▶ Problems to work on:
[A] Which techniques does the abstract on biomarker discovery in 1H-NMR data say are used together to solve both the alignment problem and the confounding problem?
[B] How would you render this sentence from the abstract on biomarker discovery in 1H-NMR data in Spanish: "These phenomena induce variance in the data, obscuring the true information content and are hence unwanted but hard to avoid."

▶ Selected text:
- Time-resolved biomarker discovery in 1H-NMR data using generalized fuzzy Hough transform alignment and parallel factor analysis.
Time-resolved biomarker discovery in 1H-NMR data using generalized fuzzy Hough transform alignment and parallel factor analysis.
This work addresses the subject of time-series analysis of comprehensive (1)H-NMR data of biological origin. One of the problems with toxicological and efficacy studies is the confounding of correlation between the administered drug, its metabolites and the systemic changes in molecular dynamics, i.e., the flux of drug-related molecules correlates with the molecules of system regulation. This correlation poses a problem for biomarker mining since this confounding must be untangled in order to separate true biomarker molecules from dose-related molecules. One way of achieving this goal is to perform pharmacokinetic analysis. The difference in pharmacokinetic time profiles of different molecules can aid in the elucidation of the origin of the dynamics, this can even be achieved regardless of whether the identity of the molecule is known or not. This mode of analysis is the basis for metabonomic studies of toxicology and efficacy. One major problem concerning the analysis of (1)H-NMR data generated from metabonomic studies is that of the peak positional variation and of peak overlap. These phenomena induce variance in the data, obscuring the true information content and are hence unwanted but hard to avoid. Here, we show that by using the generalized fuzzy Hough transform spectral alignment, variable selection, and parallel factor analysis, we can solve both the alignment and the confounding problem stated above. Using the outlined method, several different temporal concentration profiles can be resolved and the majority of the studied molecules and their respective fluxes can be attributed to these resolved kinetic profiles. The resolved time profiles hereby simplifies finding true biomarkers and bio-patterns for early detection of biological conditions as well as providing more detailed information about the studied biological system. The presented method represents a significant step forward in time-series analysis of biological (1)H-NMR data as it provides almost full automation of the whole data analysis process and is able to analyze over 800 unique features per sample. The method is demonstrated using a (1)H-NMR rat urine dataset from a toxicology study and is compared with a classical approach: COW alignment followed by bucketing.

▶ Given records:
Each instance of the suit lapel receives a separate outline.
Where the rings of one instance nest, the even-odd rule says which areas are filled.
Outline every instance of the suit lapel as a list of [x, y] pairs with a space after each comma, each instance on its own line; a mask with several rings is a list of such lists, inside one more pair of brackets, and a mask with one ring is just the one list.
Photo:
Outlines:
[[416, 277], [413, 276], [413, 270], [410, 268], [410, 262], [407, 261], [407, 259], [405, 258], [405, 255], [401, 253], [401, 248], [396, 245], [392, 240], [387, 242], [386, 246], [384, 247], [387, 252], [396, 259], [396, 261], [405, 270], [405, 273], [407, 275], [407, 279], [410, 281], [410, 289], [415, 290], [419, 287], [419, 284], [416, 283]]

▶ List of answers:
[A]
- Generalized fuzzy Hough transform spectral alignment
- Variable selection
- Parallel factor analysis

[B] Estos fenómenos inducen varianza en los datos, ocultando el verdadero contenido de información, y por lo tanto son indeseados pero difíciles de evitar.